● PAGE TEXT:
══════════

She was a solid player, but the uniform she wore at every school event was emblazoned with a racial slur too painful and humiliating to bear: “Savage.” The image of the school mascot depicted a Native American.

Haag, now 29, is a member of the Kickapoo tribe. Her father was a member of the tribal council; her grandfather, a war chief. Her parents moved from a border town near the Kansas reservation to Savannah, Missouri, a town of about 5,000 people, when she was a young child. From second grade until she graduated, Haag bore the shame of that word and image on her uniforms and school T-shirts.

In the rural town, where life centers around the high school, the word was everywhere. In the ‘90s, the city council voted to paint “Savannah Savages” and the mascot on the town’s water tower.

“I remember obviously not feeling good about it. Wishing it would change, but not having the power to do so at that young age,” Haag said.

══════════

● INFORMATION SHOWN:
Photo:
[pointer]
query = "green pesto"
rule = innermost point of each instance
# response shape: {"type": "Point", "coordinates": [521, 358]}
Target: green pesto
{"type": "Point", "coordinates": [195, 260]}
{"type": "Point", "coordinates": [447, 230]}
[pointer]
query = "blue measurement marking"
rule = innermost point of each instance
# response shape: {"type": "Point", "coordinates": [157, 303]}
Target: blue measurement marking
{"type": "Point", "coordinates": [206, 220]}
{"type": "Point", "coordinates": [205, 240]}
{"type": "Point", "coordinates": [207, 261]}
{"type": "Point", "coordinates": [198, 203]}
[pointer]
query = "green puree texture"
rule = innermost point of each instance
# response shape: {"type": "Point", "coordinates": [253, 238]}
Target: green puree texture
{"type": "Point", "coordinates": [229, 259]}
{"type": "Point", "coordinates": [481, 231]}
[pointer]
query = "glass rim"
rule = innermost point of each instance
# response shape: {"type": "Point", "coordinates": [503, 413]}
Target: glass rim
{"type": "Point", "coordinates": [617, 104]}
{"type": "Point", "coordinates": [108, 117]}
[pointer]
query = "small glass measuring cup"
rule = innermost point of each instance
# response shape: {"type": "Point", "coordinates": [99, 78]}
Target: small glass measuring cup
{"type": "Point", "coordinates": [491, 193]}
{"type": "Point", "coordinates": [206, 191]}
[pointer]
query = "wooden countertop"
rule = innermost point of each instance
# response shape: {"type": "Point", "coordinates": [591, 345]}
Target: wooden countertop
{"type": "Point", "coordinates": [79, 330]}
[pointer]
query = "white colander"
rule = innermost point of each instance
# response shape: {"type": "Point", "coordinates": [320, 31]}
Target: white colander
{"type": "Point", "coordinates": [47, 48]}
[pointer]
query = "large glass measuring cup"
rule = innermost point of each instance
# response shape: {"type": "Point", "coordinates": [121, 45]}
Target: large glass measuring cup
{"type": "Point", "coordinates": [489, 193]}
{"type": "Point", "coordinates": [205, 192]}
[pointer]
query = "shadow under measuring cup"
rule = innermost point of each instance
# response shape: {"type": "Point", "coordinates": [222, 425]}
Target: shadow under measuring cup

══════════

From the article on the school mascot, pull out the passage that begins at the words "She was a solid" and stops after "a Native American.".

● EXERCISE OUTPUT:
She was a solid player, but the uniform she wore at every school event was emblazoned with a racial slur too painful and humiliating to bear: “Savage.” The image of the school mascot depicted a Native American.